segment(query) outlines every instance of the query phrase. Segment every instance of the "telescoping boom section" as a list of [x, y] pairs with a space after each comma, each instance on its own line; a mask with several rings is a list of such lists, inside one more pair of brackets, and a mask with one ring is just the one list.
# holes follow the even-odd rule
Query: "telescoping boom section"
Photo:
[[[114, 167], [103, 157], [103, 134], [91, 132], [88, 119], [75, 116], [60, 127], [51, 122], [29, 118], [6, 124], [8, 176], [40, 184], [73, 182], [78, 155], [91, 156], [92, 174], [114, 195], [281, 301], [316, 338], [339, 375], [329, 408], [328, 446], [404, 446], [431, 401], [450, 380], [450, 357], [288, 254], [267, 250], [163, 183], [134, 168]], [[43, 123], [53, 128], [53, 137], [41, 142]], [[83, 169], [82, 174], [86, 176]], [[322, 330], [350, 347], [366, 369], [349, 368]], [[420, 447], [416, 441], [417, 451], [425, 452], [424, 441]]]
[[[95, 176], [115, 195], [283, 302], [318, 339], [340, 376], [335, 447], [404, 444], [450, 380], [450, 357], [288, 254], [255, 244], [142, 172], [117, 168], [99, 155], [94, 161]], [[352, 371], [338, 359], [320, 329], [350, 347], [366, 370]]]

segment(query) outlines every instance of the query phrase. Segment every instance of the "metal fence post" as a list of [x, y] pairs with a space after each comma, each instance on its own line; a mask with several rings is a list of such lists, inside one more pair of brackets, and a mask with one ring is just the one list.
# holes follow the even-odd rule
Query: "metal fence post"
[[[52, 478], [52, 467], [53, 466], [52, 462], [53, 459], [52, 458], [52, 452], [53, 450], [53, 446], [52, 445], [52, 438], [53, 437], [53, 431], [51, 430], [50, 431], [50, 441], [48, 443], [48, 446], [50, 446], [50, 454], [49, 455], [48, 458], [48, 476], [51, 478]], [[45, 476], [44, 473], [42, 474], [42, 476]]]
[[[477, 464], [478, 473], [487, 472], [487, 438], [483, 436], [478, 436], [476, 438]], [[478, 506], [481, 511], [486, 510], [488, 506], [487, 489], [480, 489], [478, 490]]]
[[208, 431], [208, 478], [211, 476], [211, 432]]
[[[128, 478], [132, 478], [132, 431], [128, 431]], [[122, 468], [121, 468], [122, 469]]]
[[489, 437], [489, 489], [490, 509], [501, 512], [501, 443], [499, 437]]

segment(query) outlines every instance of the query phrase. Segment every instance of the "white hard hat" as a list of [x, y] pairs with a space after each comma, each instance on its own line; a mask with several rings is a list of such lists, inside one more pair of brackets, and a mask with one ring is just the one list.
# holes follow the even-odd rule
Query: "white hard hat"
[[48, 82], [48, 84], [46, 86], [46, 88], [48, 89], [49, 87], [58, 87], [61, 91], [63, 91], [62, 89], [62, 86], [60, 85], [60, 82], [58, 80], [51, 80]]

****************************************

Reproduce every line from the start of the rows above through the line that contains "452], [424, 441]]]", requests included. Scale each polygon coordinate in the answers by 1.95 and round it to a whole number with halves going up, leaving all numbers in the requests unchanged.

segment(query) outlines every instance of the query phrase. Segment every instance of the "telescoping boom section" as a list of [x, y] pairs with a space after each comma, each instance on its own line; a mask with several rings is a list of such lists, inside one more pair of brackets, and a mask with one ring is just the one list.
# holes follow the even-odd rule
Query: "telescoping boom section"
Photo:
[[[222, 326], [201, 306], [201, 261], [177, 257], [172, 232], [146, 226], [117, 248], [99, 238], [57, 230], [12, 242], [16, 343], [78, 359], [142, 355], [152, 302], [177, 304], [179, 339], [222, 380], [548, 587], [616, 659], [661, 731], [642, 796], [640, 870], [788, 870], [840, 782], [878, 741], [878, 696], [562, 495], [521, 488], [318, 357], [261, 328]], [[84, 240], [103, 250], [103, 267], [80, 277]], [[162, 330], [160, 339], [168, 343]], [[628, 644], [683, 677], [714, 720], [681, 718]], [[819, 872], [811, 860], [813, 879], [829, 881], [827, 860]]]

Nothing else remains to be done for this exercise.